Read the lines below. Copy out any that hold the string "every".

BEGIN

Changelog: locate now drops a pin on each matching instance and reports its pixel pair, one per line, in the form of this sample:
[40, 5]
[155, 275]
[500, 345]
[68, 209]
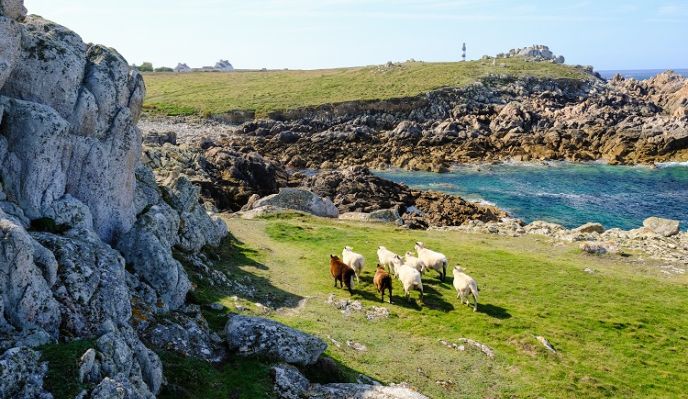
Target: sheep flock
[408, 269]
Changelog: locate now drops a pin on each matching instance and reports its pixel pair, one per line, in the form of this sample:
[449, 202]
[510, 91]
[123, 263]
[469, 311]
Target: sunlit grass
[264, 92]
[619, 332]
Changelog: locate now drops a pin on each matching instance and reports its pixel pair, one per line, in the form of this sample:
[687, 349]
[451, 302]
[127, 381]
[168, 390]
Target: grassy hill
[262, 92]
[619, 332]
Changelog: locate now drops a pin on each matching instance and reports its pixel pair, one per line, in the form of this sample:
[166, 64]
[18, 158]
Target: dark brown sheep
[342, 273]
[383, 281]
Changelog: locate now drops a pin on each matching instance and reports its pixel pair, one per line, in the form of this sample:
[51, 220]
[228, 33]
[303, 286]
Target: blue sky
[607, 34]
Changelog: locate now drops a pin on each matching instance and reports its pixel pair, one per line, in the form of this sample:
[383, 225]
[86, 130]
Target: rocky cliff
[499, 118]
[86, 233]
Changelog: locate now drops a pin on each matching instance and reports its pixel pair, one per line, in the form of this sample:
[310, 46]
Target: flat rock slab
[300, 200]
[257, 336]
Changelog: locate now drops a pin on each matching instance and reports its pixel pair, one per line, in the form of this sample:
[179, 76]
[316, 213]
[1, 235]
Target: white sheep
[416, 263]
[353, 260]
[410, 279]
[432, 260]
[465, 286]
[388, 259]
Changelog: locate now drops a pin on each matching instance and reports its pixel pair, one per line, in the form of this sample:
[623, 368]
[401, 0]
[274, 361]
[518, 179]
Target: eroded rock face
[81, 103]
[360, 195]
[26, 300]
[90, 286]
[291, 384]
[227, 178]
[21, 374]
[523, 119]
[299, 200]
[147, 247]
[70, 186]
[256, 336]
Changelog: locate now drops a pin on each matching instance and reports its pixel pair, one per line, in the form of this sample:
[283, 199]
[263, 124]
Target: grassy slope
[262, 92]
[620, 332]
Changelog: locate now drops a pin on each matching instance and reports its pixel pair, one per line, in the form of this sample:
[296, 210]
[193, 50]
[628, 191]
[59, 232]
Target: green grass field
[262, 92]
[620, 332]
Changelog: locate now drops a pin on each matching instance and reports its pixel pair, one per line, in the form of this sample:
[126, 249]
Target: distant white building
[220, 66]
[224, 66]
[182, 68]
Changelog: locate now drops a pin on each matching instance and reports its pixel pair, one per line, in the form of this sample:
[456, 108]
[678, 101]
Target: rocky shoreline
[620, 121]
[501, 119]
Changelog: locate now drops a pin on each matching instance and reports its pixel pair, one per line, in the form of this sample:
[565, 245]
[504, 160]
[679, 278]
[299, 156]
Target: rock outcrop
[291, 384]
[360, 195]
[499, 118]
[85, 229]
[656, 238]
[255, 336]
[299, 200]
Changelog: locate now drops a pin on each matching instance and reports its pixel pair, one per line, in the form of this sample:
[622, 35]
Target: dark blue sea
[640, 74]
[566, 193]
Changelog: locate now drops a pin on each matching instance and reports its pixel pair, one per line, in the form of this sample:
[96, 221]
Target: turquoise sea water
[566, 193]
[640, 74]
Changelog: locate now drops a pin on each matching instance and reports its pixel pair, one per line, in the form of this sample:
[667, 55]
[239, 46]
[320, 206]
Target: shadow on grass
[232, 257]
[495, 311]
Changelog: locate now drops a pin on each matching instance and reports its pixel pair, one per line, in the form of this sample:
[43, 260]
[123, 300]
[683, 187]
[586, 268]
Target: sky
[310, 34]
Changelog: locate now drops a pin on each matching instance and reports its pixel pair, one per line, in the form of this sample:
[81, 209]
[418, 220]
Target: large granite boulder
[26, 301]
[256, 336]
[147, 247]
[291, 384]
[21, 374]
[90, 286]
[299, 200]
[81, 103]
[196, 229]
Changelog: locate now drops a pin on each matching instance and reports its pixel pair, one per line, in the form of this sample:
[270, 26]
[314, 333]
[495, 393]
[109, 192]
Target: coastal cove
[569, 194]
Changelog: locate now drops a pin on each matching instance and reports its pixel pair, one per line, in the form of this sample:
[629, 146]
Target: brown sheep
[342, 273]
[383, 281]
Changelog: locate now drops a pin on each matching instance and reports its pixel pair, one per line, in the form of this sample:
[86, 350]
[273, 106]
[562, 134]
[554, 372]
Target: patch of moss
[48, 225]
[63, 367]
[239, 378]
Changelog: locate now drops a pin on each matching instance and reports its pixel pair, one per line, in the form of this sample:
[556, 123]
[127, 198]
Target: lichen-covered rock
[69, 212]
[26, 300]
[147, 247]
[300, 200]
[187, 333]
[21, 374]
[81, 103]
[120, 356]
[289, 382]
[362, 391]
[13, 9]
[9, 47]
[196, 229]
[251, 336]
[111, 388]
[91, 286]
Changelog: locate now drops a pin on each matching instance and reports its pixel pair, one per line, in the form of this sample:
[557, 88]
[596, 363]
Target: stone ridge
[86, 232]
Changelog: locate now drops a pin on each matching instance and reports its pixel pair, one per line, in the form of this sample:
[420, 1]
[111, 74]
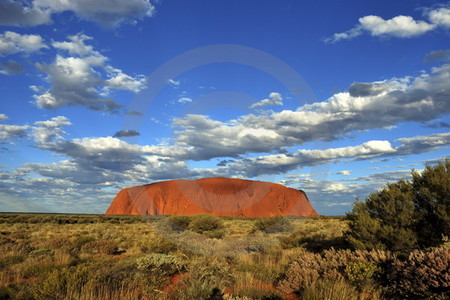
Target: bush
[432, 200]
[205, 276]
[100, 247]
[273, 224]
[404, 215]
[61, 282]
[162, 264]
[325, 289]
[159, 244]
[330, 265]
[178, 223]
[205, 222]
[385, 220]
[361, 272]
[421, 274]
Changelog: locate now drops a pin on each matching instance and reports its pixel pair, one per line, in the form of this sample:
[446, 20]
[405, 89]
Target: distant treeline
[56, 218]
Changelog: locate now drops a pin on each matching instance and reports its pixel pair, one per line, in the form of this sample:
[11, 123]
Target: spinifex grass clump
[273, 224]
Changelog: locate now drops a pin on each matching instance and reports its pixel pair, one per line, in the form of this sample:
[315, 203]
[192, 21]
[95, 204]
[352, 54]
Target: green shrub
[205, 275]
[260, 243]
[421, 274]
[325, 289]
[161, 264]
[159, 244]
[41, 253]
[100, 247]
[61, 282]
[205, 222]
[385, 220]
[79, 241]
[361, 272]
[330, 265]
[432, 200]
[273, 224]
[405, 215]
[178, 223]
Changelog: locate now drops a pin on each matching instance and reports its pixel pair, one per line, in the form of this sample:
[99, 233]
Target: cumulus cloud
[133, 113]
[50, 131]
[400, 26]
[126, 133]
[282, 163]
[18, 13]
[12, 42]
[437, 55]
[79, 80]
[11, 67]
[365, 106]
[273, 99]
[440, 17]
[24, 13]
[345, 172]
[9, 133]
[184, 100]
[12, 132]
[337, 197]
[174, 83]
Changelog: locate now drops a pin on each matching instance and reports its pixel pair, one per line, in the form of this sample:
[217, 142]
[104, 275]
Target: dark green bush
[421, 274]
[159, 244]
[330, 265]
[205, 222]
[108, 247]
[273, 224]
[404, 215]
[61, 282]
[178, 223]
[162, 264]
[432, 200]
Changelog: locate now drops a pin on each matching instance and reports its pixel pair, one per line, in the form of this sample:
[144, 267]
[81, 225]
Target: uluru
[218, 196]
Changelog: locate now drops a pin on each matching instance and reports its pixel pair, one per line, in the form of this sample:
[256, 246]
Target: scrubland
[45, 256]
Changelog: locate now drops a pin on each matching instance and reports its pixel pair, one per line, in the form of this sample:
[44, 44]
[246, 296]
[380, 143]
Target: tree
[404, 215]
[385, 220]
[432, 202]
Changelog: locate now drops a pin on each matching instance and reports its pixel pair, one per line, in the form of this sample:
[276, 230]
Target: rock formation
[217, 196]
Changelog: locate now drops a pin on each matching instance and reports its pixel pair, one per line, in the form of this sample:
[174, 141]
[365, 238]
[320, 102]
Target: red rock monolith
[218, 196]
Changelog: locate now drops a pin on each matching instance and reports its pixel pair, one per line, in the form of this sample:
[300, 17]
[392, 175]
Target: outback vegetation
[383, 249]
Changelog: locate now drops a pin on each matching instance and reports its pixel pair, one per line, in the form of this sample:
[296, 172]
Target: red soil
[218, 196]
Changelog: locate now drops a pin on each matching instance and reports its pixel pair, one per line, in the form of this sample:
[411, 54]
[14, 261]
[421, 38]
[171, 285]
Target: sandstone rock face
[217, 196]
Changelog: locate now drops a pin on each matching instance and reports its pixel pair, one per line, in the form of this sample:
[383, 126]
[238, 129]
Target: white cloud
[12, 132]
[440, 17]
[184, 100]
[345, 172]
[12, 42]
[364, 106]
[48, 131]
[400, 26]
[273, 99]
[76, 46]
[174, 83]
[14, 13]
[79, 80]
[101, 11]
[10, 67]
[121, 81]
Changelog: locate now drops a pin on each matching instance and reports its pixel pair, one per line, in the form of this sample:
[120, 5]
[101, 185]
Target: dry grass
[99, 257]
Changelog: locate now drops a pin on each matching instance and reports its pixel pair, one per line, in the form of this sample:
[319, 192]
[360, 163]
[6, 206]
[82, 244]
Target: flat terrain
[61, 256]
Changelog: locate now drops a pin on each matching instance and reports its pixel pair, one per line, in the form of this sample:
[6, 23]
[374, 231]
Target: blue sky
[332, 97]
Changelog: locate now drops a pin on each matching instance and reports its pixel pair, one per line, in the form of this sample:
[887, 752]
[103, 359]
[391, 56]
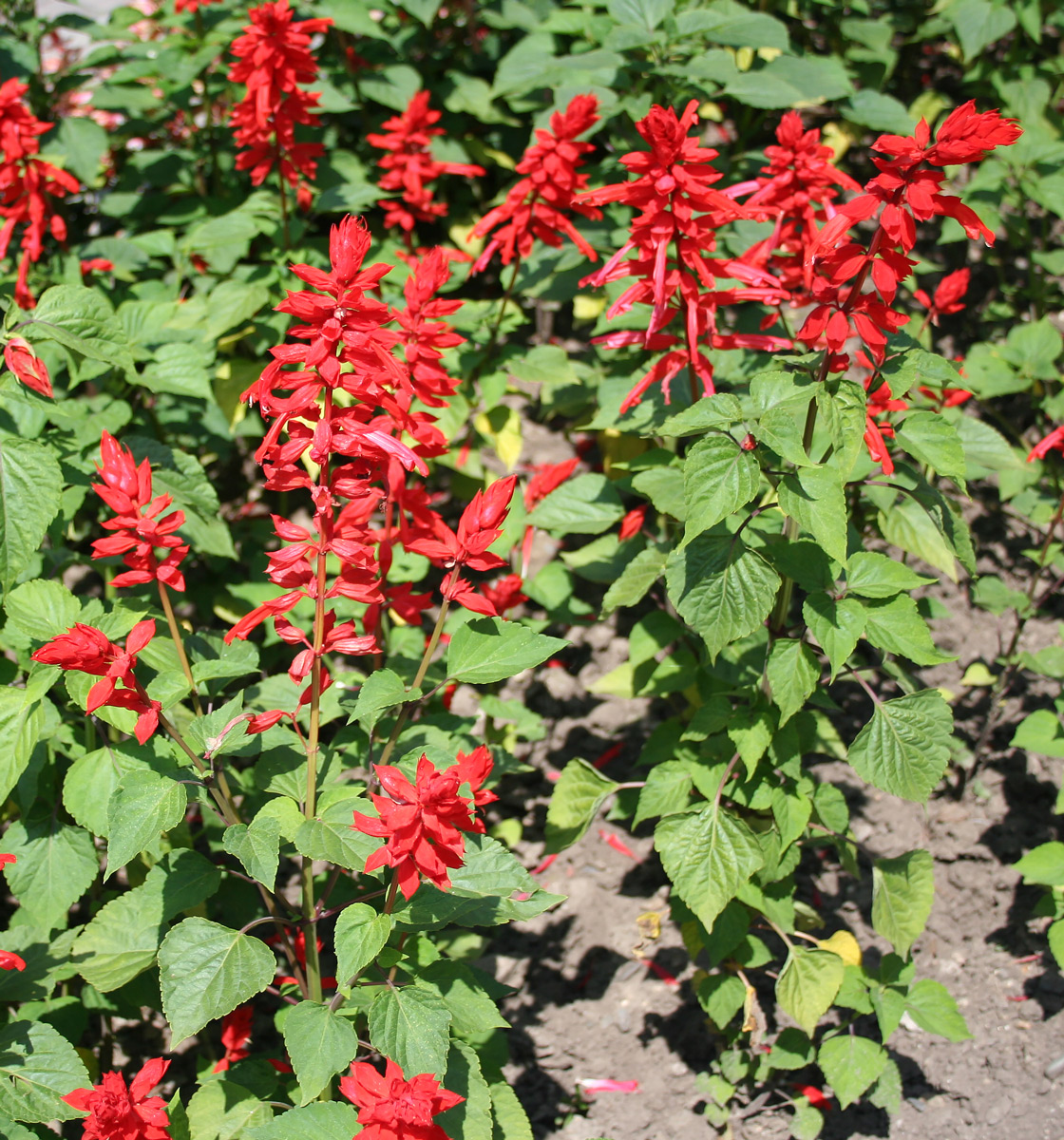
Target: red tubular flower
[392, 1109]
[28, 369]
[137, 525]
[409, 168]
[89, 650]
[425, 822]
[273, 60]
[28, 185]
[235, 1036]
[538, 205]
[1053, 443]
[120, 1112]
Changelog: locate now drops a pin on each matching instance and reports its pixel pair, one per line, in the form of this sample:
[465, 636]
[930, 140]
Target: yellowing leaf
[844, 944]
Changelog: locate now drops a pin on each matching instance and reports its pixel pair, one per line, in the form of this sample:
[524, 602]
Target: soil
[589, 1004]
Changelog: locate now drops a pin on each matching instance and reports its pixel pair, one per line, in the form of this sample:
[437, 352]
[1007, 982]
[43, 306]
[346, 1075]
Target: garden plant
[362, 362]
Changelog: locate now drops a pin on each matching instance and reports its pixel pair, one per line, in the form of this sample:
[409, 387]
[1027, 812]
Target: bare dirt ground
[587, 1006]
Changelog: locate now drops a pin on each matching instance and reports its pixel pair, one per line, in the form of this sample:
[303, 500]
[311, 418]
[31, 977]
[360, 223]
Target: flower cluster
[538, 205]
[425, 822]
[409, 168]
[120, 1112]
[671, 242]
[341, 396]
[28, 186]
[392, 1109]
[86, 649]
[125, 487]
[273, 61]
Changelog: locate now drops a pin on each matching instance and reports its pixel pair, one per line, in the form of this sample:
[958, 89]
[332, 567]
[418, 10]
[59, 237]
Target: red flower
[117, 1112]
[273, 60]
[28, 369]
[88, 650]
[409, 168]
[392, 1109]
[235, 1036]
[535, 206]
[1053, 443]
[137, 525]
[425, 822]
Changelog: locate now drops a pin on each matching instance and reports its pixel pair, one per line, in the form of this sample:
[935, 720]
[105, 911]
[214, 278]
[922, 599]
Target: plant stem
[178, 644]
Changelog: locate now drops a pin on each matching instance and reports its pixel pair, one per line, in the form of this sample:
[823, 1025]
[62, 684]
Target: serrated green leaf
[575, 802]
[143, 807]
[792, 672]
[851, 1065]
[808, 985]
[29, 487]
[903, 889]
[410, 1025]
[814, 499]
[709, 855]
[320, 1044]
[904, 748]
[489, 649]
[205, 970]
[718, 478]
[721, 587]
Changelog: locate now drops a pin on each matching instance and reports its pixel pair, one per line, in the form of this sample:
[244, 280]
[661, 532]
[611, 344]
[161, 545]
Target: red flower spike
[137, 528]
[273, 61]
[425, 822]
[120, 1112]
[409, 168]
[538, 205]
[28, 369]
[392, 1109]
[88, 650]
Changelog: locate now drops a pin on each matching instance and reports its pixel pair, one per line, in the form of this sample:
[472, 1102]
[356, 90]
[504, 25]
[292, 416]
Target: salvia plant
[242, 805]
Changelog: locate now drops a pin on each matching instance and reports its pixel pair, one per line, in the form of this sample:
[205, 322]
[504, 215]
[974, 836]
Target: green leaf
[56, 864]
[814, 499]
[410, 1025]
[1043, 865]
[328, 1121]
[934, 1010]
[709, 855]
[808, 985]
[382, 690]
[205, 970]
[721, 588]
[22, 719]
[903, 889]
[851, 1064]
[934, 442]
[904, 748]
[718, 478]
[575, 802]
[256, 846]
[38, 1067]
[41, 609]
[29, 485]
[490, 649]
[895, 625]
[585, 505]
[320, 1044]
[837, 625]
[472, 1118]
[874, 575]
[792, 673]
[143, 807]
[124, 938]
[636, 580]
[81, 319]
[360, 935]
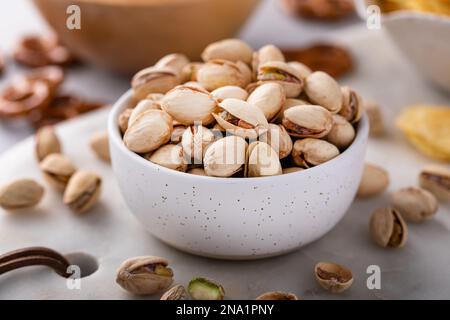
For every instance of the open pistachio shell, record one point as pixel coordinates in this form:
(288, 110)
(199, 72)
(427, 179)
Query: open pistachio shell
(241, 118)
(229, 49)
(225, 157)
(194, 141)
(323, 90)
(141, 107)
(307, 121)
(262, 160)
(342, 133)
(170, 156)
(311, 152)
(154, 80)
(144, 275)
(219, 73)
(149, 131)
(283, 74)
(333, 277)
(188, 105)
(388, 229)
(57, 170)
(270, 98)
(228, 92)
(352, 105)
(205, 289)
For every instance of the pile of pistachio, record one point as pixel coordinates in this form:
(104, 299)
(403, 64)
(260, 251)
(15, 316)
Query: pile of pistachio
(238, 113)
(81, 188)
(149, 275)
(416, 204)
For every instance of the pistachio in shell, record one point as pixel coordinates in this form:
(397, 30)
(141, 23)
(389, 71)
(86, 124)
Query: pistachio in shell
(149, 131)
(57, 170)
(205, 289)
(144, 275)
(82, 191)
(333, 277)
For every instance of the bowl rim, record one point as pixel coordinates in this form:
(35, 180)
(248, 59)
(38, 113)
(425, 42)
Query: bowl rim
(115, 138)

END

**Task output:**
For every instance of the open pistachio shell, record one point as pixel coordinates in this form:
For every instance of the pile of pistachio, record one point as pixel coordinates in this form:
For every instance of the pistachio in shell, record one point as pixel coordinates in this form:
For every instance of the bowl rim, record one point as pixel coordinates in this form:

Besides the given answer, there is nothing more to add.